### Problem to work on
Beginning with the line containing "target | toes" and ending with the last line, repeat the records exactly.

### Material shown

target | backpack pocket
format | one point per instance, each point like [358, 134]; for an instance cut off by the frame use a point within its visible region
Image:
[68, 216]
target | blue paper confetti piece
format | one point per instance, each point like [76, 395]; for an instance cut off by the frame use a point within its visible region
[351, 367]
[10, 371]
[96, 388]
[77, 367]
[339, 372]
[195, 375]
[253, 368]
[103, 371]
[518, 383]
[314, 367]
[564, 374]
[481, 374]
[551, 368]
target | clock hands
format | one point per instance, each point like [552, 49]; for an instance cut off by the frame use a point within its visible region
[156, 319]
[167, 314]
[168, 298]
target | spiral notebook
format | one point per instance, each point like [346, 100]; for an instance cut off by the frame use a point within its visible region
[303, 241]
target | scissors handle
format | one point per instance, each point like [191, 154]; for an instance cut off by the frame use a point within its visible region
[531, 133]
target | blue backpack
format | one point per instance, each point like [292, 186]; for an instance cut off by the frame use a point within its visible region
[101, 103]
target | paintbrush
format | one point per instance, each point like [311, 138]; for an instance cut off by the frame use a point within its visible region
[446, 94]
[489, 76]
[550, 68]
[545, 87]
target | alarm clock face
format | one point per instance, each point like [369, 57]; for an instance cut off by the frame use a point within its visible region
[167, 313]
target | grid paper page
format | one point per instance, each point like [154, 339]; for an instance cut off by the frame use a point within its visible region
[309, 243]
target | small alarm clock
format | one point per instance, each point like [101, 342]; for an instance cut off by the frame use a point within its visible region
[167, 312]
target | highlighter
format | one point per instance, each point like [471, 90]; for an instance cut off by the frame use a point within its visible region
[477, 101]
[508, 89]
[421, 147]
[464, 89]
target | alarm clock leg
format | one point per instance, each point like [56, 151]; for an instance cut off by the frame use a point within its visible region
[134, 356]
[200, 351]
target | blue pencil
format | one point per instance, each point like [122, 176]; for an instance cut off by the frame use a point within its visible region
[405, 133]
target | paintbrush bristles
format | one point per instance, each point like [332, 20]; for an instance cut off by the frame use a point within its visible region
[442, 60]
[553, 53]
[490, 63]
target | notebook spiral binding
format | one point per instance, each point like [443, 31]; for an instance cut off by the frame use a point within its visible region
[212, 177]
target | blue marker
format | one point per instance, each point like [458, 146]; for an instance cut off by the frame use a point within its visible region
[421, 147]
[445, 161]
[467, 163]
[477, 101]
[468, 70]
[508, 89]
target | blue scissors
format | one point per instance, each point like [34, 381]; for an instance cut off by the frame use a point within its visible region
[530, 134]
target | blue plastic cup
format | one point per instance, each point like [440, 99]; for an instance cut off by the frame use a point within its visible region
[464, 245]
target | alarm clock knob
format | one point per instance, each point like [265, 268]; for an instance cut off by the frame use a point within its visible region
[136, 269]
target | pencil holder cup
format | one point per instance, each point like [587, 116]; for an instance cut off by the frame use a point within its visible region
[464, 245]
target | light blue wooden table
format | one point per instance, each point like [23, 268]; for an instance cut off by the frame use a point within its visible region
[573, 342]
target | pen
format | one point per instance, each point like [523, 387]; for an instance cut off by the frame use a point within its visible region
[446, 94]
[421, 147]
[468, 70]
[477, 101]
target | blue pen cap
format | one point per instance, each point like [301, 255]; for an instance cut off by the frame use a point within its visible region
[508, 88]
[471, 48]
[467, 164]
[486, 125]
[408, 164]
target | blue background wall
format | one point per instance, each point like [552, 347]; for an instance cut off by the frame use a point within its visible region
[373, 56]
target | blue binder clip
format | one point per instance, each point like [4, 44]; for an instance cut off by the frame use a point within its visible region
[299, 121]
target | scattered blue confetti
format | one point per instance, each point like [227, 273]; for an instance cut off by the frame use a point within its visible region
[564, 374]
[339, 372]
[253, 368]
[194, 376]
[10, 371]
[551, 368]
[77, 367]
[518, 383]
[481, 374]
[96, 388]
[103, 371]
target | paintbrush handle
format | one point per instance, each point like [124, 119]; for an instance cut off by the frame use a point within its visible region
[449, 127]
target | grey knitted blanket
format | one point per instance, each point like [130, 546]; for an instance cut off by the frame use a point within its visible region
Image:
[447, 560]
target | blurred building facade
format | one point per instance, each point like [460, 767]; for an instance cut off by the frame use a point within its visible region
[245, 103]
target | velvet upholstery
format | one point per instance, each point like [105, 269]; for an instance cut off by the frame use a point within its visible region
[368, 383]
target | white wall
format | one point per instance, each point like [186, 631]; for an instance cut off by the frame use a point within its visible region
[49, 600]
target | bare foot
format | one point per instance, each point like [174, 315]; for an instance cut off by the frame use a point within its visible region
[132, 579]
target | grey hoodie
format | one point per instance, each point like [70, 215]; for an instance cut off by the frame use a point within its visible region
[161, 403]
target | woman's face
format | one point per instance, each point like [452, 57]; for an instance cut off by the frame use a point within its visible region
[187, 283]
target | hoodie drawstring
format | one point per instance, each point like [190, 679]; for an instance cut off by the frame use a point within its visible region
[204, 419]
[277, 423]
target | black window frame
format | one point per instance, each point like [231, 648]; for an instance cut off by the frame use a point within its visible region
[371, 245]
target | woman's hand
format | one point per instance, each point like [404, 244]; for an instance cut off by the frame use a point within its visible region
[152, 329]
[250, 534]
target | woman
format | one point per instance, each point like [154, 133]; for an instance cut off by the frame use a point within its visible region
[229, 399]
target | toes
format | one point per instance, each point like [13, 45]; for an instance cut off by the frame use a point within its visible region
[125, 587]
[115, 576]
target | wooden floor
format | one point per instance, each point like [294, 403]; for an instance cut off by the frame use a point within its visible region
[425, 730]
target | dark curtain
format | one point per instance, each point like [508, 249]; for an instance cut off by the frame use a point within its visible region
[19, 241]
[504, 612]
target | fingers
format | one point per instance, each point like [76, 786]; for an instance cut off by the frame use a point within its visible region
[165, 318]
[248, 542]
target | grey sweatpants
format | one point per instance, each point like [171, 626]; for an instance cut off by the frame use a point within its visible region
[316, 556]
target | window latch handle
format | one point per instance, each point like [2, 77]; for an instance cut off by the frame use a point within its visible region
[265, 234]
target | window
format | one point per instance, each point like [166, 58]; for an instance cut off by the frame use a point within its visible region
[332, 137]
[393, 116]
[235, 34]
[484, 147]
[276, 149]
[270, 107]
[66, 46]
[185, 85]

### Answer below
target | toes
format | one point per instance, each point like [13, 45]; for an instance cut off by the frame use a point within its visible region
[125, 587]
[115, 576]
target | wooden floor
format | one point per instance, each point like [294, 403]; for an instance cut off by the frame use a point within its visible region
[425, 730]
target | dark curtain
format | one point per instance, each point like [508, 249]; for an instance cut off by the frame use a point within its visible region
[19, 241]
[504, 612]
target | fingers
format | one point per instance, each point like [76, 786]; for an instance cut off by the frame use a point within its visible region
[165, 318]
[248, 542]
target | grey sweatpants
format | one point per instance, each point like [171, 626]; for an instance cut off by the frame use a point within its visible region
[316, 556]
target | window latch handle
format | one point per instance, each point like [2, 77]; for an instance cut off by the frame use a point within its visible region
[265, 234]
target | window
format | one point per instance, each point like [166, 58]; for an instance cut off by the frame use a point within its visible region
[332, 137]
[393, 116]
[235, 34]
[484, 147]
[276, 149]
[270, 107]
[66, 46]
[185, 85]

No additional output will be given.